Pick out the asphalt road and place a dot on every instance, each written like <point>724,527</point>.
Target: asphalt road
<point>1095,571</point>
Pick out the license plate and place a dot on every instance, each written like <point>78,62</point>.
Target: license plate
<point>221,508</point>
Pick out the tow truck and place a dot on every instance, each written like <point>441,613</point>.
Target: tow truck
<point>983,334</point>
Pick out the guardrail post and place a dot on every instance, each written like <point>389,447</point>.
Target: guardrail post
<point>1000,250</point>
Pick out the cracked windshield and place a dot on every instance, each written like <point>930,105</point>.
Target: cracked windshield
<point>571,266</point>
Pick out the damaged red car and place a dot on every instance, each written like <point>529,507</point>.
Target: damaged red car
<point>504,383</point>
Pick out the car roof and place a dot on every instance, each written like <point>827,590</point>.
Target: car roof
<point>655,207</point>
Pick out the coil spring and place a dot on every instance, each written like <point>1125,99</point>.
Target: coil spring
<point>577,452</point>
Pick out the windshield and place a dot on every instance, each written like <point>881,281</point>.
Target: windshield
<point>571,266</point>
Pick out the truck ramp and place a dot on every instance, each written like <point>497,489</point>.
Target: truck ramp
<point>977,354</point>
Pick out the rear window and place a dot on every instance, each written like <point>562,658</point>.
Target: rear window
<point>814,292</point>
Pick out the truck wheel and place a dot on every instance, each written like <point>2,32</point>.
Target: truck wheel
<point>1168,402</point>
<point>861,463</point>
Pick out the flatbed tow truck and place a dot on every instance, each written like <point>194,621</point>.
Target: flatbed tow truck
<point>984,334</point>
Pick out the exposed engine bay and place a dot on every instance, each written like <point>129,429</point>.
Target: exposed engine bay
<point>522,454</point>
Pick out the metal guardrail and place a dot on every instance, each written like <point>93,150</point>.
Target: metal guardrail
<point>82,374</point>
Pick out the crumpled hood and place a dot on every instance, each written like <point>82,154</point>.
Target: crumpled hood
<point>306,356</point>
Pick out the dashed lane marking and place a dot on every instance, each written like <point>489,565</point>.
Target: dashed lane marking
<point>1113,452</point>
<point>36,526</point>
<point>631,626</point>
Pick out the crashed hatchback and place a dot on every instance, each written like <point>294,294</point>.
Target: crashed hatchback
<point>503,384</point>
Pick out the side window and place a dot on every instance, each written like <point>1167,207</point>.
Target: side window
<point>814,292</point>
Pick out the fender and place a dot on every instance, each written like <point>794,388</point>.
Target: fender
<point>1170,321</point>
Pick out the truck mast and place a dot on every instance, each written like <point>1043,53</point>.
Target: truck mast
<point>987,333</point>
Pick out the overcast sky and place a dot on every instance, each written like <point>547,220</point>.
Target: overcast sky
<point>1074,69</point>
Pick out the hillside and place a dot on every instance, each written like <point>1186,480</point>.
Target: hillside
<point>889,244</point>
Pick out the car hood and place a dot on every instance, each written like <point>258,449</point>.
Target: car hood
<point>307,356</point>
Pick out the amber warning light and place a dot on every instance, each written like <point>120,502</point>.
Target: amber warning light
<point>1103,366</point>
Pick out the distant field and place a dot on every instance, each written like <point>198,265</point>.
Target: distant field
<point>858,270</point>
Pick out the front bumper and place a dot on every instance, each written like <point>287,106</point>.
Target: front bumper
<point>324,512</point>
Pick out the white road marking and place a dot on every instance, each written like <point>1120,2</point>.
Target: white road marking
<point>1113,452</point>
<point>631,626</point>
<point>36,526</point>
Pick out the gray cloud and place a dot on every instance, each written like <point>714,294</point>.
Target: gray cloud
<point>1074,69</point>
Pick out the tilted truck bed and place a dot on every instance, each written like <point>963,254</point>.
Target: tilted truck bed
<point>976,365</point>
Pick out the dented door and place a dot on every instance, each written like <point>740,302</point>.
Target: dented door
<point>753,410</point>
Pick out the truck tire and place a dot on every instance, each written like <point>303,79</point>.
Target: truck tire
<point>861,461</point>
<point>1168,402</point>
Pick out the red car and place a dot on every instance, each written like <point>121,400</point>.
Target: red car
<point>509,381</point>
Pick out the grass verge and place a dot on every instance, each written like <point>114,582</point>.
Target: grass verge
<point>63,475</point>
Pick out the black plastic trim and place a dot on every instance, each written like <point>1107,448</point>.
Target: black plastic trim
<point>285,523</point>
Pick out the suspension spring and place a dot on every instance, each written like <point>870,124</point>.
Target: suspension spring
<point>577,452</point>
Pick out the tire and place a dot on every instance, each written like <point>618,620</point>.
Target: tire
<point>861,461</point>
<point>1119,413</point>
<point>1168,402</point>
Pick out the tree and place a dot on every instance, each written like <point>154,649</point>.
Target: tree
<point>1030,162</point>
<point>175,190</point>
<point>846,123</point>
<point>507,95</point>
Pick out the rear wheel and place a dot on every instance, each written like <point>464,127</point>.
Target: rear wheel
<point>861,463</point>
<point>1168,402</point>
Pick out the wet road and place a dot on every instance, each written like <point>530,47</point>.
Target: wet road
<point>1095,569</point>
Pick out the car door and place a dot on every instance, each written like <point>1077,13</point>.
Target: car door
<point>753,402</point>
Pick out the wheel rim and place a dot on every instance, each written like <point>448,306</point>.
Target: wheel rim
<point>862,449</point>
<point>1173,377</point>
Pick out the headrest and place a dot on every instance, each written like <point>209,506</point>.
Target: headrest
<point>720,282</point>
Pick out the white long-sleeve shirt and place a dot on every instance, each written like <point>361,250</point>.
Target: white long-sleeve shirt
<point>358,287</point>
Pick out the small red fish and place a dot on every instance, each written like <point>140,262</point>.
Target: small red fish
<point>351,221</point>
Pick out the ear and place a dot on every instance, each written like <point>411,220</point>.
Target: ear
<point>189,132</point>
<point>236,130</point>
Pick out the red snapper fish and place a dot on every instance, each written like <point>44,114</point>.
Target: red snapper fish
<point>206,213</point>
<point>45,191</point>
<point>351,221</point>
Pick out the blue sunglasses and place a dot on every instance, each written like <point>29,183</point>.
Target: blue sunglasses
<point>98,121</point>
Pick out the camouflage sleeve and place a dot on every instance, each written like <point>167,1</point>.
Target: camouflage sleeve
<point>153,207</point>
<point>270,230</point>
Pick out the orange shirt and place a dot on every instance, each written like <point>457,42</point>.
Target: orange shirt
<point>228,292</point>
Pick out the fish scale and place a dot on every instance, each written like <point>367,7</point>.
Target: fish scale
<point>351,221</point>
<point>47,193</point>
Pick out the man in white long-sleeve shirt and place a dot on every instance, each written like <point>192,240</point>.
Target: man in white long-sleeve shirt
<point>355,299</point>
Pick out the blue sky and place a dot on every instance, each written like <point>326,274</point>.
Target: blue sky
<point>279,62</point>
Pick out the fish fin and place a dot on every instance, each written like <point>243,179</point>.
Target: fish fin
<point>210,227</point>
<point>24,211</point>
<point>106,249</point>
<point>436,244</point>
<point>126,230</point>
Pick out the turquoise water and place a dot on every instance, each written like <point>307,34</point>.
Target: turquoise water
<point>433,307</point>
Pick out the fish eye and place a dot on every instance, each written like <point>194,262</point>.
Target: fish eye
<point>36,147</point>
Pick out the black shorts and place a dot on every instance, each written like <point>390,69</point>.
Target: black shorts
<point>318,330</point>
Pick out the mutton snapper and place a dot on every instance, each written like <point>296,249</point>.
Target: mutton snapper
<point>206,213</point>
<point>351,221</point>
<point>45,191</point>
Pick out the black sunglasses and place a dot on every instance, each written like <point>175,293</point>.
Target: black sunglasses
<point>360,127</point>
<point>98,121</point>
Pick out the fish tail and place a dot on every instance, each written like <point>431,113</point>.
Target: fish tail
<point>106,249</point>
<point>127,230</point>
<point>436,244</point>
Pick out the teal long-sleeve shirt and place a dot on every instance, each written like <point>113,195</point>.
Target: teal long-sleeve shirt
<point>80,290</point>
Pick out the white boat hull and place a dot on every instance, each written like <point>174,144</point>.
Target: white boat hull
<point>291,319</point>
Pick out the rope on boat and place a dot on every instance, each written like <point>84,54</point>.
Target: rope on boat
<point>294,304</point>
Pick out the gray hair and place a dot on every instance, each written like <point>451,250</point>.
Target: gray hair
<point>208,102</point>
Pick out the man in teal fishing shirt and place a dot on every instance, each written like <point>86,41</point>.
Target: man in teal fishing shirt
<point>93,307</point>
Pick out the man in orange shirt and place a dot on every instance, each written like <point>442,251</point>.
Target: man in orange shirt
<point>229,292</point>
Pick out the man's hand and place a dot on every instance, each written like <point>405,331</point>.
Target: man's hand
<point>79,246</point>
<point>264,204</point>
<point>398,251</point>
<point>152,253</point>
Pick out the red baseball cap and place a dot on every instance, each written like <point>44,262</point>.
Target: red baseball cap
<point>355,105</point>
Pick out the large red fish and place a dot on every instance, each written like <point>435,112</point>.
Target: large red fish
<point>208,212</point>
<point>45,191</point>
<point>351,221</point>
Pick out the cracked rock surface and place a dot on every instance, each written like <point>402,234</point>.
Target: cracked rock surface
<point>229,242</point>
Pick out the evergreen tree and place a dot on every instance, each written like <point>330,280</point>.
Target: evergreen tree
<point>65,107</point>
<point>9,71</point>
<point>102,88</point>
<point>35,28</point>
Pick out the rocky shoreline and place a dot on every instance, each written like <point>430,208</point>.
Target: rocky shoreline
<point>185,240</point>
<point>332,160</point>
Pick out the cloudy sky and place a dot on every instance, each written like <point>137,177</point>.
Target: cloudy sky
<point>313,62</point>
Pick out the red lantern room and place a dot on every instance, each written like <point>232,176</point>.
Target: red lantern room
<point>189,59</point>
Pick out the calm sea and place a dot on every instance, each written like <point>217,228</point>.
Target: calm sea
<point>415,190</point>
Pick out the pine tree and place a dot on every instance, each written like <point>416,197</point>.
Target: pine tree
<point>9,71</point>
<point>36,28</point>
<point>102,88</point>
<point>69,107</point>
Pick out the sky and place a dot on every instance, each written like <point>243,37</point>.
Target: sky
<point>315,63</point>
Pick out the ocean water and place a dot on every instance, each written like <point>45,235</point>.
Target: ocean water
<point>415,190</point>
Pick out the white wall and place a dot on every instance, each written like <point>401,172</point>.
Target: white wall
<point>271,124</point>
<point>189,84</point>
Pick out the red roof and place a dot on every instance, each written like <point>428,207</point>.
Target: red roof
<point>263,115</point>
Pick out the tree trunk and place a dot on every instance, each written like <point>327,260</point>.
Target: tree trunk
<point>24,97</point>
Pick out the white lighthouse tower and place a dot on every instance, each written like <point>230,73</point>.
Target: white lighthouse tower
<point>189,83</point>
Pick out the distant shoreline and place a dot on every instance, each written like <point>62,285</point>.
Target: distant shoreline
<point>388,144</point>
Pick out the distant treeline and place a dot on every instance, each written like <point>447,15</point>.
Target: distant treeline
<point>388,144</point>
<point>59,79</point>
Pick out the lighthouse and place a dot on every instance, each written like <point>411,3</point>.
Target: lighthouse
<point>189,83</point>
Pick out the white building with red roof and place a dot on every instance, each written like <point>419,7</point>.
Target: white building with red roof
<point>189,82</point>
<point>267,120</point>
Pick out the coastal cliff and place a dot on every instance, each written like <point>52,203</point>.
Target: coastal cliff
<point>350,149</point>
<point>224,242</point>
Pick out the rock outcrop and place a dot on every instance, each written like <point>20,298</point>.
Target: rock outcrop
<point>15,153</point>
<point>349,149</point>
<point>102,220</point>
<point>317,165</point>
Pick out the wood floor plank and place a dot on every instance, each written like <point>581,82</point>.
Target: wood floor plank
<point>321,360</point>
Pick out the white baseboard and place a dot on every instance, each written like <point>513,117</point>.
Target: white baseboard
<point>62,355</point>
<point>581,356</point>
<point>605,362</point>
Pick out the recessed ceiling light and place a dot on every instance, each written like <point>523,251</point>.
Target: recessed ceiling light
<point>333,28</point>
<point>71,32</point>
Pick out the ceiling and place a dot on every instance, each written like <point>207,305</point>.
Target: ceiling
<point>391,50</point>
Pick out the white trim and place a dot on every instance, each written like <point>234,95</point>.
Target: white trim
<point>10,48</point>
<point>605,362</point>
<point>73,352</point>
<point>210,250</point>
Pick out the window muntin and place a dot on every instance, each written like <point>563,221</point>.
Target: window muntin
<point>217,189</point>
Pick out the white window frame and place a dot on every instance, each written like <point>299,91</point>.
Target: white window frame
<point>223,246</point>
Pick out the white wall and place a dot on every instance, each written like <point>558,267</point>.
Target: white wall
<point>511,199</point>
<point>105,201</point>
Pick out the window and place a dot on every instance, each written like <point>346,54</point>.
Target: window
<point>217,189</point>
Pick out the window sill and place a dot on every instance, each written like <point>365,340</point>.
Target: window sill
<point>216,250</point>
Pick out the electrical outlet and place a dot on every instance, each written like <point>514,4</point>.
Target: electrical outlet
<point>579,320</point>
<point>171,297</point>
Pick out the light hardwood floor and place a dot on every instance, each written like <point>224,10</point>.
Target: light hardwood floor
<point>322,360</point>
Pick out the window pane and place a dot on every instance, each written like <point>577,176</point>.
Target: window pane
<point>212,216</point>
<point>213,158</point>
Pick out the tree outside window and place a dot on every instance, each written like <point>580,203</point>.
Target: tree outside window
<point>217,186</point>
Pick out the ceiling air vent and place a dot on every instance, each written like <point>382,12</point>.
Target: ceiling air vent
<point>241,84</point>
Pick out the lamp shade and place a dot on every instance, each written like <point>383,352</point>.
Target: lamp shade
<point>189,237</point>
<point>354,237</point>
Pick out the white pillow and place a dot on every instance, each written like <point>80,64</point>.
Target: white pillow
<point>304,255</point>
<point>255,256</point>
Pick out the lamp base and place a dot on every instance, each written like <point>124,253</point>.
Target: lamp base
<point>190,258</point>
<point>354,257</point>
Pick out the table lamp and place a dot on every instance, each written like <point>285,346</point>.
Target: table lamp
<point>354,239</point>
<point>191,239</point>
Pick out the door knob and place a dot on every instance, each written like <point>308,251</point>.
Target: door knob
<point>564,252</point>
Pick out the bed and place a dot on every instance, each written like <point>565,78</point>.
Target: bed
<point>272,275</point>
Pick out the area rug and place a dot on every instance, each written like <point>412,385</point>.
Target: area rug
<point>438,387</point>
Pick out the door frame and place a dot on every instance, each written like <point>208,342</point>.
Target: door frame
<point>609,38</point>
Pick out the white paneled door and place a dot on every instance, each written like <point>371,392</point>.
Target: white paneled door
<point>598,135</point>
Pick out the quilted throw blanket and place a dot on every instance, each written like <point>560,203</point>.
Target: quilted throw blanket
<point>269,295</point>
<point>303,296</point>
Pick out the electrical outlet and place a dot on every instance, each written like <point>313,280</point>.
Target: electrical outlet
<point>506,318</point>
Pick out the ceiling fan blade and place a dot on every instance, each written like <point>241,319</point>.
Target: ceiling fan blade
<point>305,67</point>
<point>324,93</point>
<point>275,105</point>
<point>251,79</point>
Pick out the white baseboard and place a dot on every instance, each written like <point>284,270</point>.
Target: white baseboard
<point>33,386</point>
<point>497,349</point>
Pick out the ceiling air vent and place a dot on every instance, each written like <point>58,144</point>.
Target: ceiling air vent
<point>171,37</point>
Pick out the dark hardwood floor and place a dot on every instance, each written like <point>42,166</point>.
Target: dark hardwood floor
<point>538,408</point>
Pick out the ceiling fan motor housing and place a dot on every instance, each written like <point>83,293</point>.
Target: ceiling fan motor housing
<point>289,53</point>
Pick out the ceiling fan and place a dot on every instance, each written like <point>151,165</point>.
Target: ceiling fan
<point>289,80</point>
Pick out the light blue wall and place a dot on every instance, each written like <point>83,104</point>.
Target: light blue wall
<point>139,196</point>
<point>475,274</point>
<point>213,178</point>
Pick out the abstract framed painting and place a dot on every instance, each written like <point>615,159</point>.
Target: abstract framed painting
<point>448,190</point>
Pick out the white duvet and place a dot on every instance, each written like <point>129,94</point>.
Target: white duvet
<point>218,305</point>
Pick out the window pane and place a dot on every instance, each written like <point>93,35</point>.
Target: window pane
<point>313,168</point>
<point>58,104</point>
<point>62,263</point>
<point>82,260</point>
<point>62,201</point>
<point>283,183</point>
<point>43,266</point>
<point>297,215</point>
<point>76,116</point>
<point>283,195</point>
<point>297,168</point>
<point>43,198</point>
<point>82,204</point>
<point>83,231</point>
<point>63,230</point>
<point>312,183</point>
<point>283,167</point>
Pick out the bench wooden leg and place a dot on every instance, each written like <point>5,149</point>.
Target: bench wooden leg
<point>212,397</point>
= = =
--- THE PROBLEM ---
Reproduce verbatim everything in the entries above from the line containing "Pick out the guardrail" down to the line containing "<point>1000,250</point>", including both of those lines.

--- WRITTEN ANSWER ---
Pick out the guardrail post and place a dot on every instance, each written like <point>389,447</point>.
Target: guardrail post
<point>1000,250</point>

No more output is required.